Material supplied:
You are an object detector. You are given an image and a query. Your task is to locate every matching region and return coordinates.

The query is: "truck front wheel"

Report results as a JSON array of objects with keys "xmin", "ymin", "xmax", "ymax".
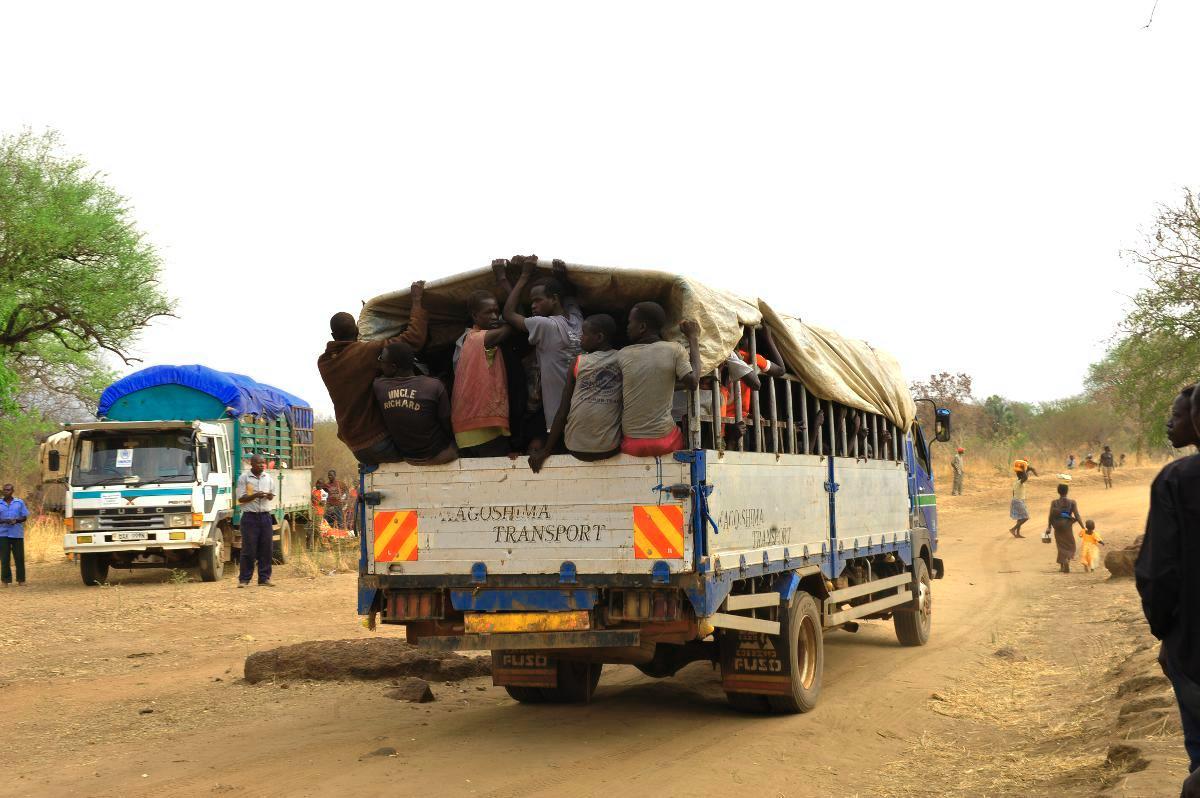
[
  {"xmin": 892, "ymin": 557, "xmax": 934, "ymax": 646},
  {"xmin": 200, "ymin": 540, "xmax": 224, "ymax": 582},
  {"xmin": 79, "ymin": 554, "xmax": 108, "ymax": 587},
  {"xmin": 767, "ymin": 592, "xmax": 824, "ymax": 714}
]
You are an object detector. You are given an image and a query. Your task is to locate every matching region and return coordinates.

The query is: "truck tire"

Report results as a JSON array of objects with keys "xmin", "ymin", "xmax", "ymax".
[
  {"xmin": 767, "ymin": 590, "xmax": 824, "ymax": 714},
  {"xmin": 271, "ymin": 518, "xmax": 292, "ymax": 565},
  {"xmin": 541, "ymin": 660, "xmax": 604, "ymax": 703},
  {"xmin": 892, "ymin": 557, "xmax": 934, "ymax": 646},
  {"xmin": 199, "ymin": 540, "xmax": 224, "ymax": 582},
  {"xmin": 79, "ymin": 554, "xmax": 108, "ymax": 588}
]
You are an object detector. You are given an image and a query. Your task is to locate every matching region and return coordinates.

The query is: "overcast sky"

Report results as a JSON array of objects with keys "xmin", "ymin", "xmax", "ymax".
[{"xmin": 7, "ymin": 0, "xmax": 1200, "ymax": 412}]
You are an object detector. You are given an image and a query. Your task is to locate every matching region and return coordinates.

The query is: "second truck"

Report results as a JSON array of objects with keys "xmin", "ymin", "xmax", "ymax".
[{"xmin": 41, "ymin": 365, "xmax": 313, "ymax": 586}]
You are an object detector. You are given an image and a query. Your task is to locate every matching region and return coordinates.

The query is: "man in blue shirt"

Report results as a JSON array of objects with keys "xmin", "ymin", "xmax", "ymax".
[{"xmin": 0, "ymin": 485, "xmax": 29, "ymax": 587}]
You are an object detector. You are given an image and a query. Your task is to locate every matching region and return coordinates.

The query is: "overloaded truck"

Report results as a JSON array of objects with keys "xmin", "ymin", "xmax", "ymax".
[
  {"xmin": 359, "ymin": 263, "xmax": 950, "ymax": 713},
  {"xmin": 41, "ymin": 365, "xmax": 313, "ymax": 586}
]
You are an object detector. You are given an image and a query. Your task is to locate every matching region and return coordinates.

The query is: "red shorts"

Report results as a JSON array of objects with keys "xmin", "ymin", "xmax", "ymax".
[{"xmin": 620, "ymin": 427, "xmax": 685, "ymax": 457}]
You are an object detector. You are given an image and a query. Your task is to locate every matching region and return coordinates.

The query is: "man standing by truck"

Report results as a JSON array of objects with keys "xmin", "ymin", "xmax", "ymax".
[
  {"xmin": 1134, "ymin": 385, "xmax": 1200, "ymax": 794},
  {"xmin": 317, "ymin": 280, "xmax": 428, "ymax": 466},
  {"xmin": 0, "ymin": 485, "xmax": 29, "ymax": 587},
  {"xmin": 238, "ymin": 455, "xmax": 275, "ymax": 588}
]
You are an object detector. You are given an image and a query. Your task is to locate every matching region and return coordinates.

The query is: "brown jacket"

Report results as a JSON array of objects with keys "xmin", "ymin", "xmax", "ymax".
[{"xmin": 317, "ymin": 307, "xmax": 428, "ymax": 451}]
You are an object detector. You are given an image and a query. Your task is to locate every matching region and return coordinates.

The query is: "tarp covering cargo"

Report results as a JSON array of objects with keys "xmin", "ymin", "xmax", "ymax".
[
  {"xmin": 359, "ymin": 260, "xmax": 917, "ymax": 428},
  {"xmin": 96, "ymin": 365, "xmax": 310, "ymax": 419}
]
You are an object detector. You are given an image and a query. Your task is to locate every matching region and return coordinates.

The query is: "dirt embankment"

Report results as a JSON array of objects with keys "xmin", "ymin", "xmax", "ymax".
[{"xmin": 245, "ymin": 637, "xmax": 492, "ymax": 684}]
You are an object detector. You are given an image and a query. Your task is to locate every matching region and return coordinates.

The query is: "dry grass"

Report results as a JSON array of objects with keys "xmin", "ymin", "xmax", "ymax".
[
  {"xmin": 880, "ymin": 594, "xmax": 1152, "ymax": 798},
  {"xmin": 25, "ymin": 516, "xmax": 66, "ymax": 563},
  {"xmin": 881, "ymin": 643, "xmax": 1105, "ymax": 798},
  {"xmin": 288, "ymin": 538, "xmax": 359, "ymax": 578}
]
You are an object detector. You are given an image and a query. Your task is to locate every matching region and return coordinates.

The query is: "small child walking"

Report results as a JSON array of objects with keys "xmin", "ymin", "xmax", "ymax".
[{"xmin": 1079, "ymin": 521, "xmax": 1104, "ymax": 572}]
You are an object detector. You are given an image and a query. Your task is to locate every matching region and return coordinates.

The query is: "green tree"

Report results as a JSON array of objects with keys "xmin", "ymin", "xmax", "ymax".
[
  {"xmin": 0, "ymin": 131, "xmax": 173, "ymax": 410},
  {"xmin": 1087, "ymin": 332, "xmax": 1200, "ymax": 460},
  {"xmin": 1088, "ymin": 184, "xmax": 1200, "ymax": 448},
  {"xmin": 0, "ymin": 131, "xmax": 172, "ymax": 482}
]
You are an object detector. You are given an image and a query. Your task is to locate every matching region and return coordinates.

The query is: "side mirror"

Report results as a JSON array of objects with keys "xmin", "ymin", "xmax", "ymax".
[{"xmin": 934, "ymin": 407, "xmax": 950, "ymax": 443}]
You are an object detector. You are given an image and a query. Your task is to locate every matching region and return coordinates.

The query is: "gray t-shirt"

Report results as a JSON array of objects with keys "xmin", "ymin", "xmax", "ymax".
[
  {"xmin": 619, "ymin": 341, "xmax": 691, "ymax": 439},
  {"xmin": 566, "ymin": 349, "xmax": 622, "ymax": 452},
  {"xmin": 526, "ymin": 299, "xmax": 583, "ymax": 430}
]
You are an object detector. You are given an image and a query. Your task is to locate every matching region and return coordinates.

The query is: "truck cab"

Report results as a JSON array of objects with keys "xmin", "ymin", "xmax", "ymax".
[{"xmin": 62, "ymin": 421, "xmax": 233, "ymax": 584}]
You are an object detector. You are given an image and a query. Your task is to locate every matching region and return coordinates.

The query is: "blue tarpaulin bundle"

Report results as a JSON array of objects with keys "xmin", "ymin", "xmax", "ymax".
[{"xmin": 96, "ymin": 365, "xmax": 310, "ymax": 419}]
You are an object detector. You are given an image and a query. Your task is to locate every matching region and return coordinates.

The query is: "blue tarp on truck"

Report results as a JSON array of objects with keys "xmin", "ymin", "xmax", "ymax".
[{"xmin": 96, "ymin": 365, "xmax": 311, "ymax": 419}]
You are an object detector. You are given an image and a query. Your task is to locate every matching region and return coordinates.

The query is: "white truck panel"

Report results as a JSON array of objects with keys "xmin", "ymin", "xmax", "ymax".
[
  {"xmin": 367, "ymin": 455, "xmax": 692, "ymax": 574},
  {"xmin": 271, "ymin": 468, "xmax": 312, "ymax": 508},
  {"xmin": 706, "ymin": 451, "xmax": 829, "ymax": 568},
  {"xmin": 836, "ymin": 457, "xmax": 908, "ymax": 548}
]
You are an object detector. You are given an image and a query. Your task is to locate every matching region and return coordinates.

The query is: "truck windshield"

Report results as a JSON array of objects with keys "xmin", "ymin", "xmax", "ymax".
[{"xmin": 71, "ymin": 431, "xmax": 196, "ymax": 487}]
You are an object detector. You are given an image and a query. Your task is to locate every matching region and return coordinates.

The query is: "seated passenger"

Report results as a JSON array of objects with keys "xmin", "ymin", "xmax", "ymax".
[
  {"xmin": 317, "ymin": 281, "xmax": 427, "ymax": 464},
  {"xmin": 450, "ymin": 290, "xmax": 512, "ymax": 457},
  {"xmin": 529, "ymin": 313, "xmax": 622, "ymax": 474},
  {"xmin": 374, "ymin": 341, "xmax": 458, "ymax": 466},
  {"xmin": 492, "ymin": 256, "xmax": 583, "ymax": 441},
  {"xmin": 618, "ymin": 302, "xmax": 700, "ymax": 457}
]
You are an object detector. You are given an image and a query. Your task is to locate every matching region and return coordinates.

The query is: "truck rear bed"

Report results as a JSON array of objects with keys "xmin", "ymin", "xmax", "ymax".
[{"xmin": 366, "ymin": 455, "xmax": 692, "ymax": 581}]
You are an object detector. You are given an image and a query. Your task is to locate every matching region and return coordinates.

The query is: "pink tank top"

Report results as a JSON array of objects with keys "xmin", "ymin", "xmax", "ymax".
[{"xmin": 450, "ymin": 330, "xmax": 509, "ymax": 432}]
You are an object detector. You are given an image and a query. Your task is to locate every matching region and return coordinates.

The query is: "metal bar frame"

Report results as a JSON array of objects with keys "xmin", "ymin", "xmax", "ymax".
[{"xmin": 744, "ymin": 326, "xmax": 762, "ymax": 451}]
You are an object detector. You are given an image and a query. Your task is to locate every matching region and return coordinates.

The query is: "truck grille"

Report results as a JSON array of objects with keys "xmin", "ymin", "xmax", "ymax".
[{"xmin": 98, "ymin": 508, "xmax": 167, "ymax": 532}]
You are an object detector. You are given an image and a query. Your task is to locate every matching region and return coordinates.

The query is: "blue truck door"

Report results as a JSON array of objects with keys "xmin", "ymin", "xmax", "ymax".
[{"xmin": 907, "ymin": 425, "xmax": 937, "ymax": 536}]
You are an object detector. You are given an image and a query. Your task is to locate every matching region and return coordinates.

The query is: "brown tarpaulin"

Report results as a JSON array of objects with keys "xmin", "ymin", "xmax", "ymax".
[{"xmin": 359, "ymin": 260, "xmax": 917, "ymax": 430}]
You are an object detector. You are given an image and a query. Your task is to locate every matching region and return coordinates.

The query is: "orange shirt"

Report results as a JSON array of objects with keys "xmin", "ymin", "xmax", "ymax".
[{"xmin": 721, "ymin": 349, "xmax": 770, "ymax": 419}]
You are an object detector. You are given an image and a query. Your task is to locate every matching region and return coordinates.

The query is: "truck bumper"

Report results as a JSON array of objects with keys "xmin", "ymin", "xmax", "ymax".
[
  {"xmin": 416, "ymin": 629, "xmax": 641, "ymax": 652},
  {"xmin": 62, "ymin": 528, "xmax": 208, "ymax": 554}
]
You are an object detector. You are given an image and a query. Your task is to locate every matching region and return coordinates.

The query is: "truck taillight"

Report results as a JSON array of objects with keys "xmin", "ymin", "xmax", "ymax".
[
  {"xmin": 386, "ymin": 590, "xmax": 445, "ymax": 620},
  {"xmin": 608, "ymin": 590, "xmax": 679, "ymax": 620}
]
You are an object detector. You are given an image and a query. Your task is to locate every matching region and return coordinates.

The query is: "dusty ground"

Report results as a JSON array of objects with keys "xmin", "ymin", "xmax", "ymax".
[{"xmin": 0, "ymin": 469, "xmax": 1184, "ymax": 798}]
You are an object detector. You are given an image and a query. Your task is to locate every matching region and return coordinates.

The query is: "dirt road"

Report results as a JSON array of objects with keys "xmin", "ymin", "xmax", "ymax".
[{"xmin": 0, "ymin": 469, "xmax": 1183, "ymax": 798}]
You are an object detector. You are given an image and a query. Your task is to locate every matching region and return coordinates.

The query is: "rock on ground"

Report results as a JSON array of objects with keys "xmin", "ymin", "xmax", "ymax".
[
  {"xmin": 1104, "ymin": 535, "xmax": 1141, "ymax": 577},
  {"xmin": 246, "ymin": 637, "xmax": 492, "ymax": 684},
  {"xmin": 384, "ymin": 676, "xmax": 433, "ymax": 703}
]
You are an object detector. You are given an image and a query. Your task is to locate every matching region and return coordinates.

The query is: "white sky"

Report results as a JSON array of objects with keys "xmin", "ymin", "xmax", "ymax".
[{"xmin": 7, "ymin": 0, "xmax": 1200, "ymax": 412}]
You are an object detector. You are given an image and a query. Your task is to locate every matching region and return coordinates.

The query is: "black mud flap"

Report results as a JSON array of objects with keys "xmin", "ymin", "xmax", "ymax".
[
  {"xmin": 720, "ymin": 624, "xmax": 792, "ymax": 696},
  {"xmin": 492, "ymin": 650, "xmax": 558, "ymax": 688}
]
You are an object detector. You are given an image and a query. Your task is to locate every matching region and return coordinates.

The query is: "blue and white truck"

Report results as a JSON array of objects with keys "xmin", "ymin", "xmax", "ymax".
[
  {"xmin": 359, "ymin": 264, "xmax": 949, "ymax": 713},
  {"xmin": 41, "ymin": 365, "xmax": 313, "ymax": 586}
]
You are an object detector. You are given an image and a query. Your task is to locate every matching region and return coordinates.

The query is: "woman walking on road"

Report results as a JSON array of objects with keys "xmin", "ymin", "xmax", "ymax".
[
  {"xmin": 1008, "ymin": 469, "xmax": 1030, "ymax": 538},
  {"xmin": 1046, "ymin": 485, "xmax": 1084, "ymax": 574}
]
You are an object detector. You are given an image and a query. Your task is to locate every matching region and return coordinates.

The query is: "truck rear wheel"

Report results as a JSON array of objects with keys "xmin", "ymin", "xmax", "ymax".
[
  {"xmin": 79, "ymin": 554, "xmax": 108, "ymax": 587},
  {"xmin": 767, "ymin": 592, "xmax": 824, "ymax": 714},
  {"xmin": 271, "ymin": 518, "xmax": 292, "ymax": 565},
  {"xmin": 892, "ymin": 557, "xmax": 934, "ymax": 646},
  {"xmin": 200, "ymin": 540, "xmax": 224, "ymax": 582}
]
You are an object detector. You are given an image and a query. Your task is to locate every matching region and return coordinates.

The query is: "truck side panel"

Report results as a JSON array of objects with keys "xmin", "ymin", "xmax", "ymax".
[
  {"xmin": 706, "ymin": 451, "xmax": 829, "ymax": 568},
  {"xmin": 834, "ymin": 457, "xmax": 910, "ymax": 550},
  {"xmin": 366, "ymin": 455, "xmax": 692, "ymax": 575}
]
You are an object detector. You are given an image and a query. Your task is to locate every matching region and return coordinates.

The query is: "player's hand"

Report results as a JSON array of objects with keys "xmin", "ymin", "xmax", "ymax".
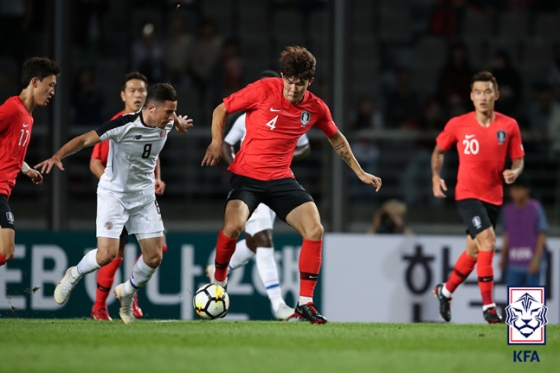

What to work on:
How many lines of the material above contain the string "walking"? Reply with the number alone.

Solution below:
2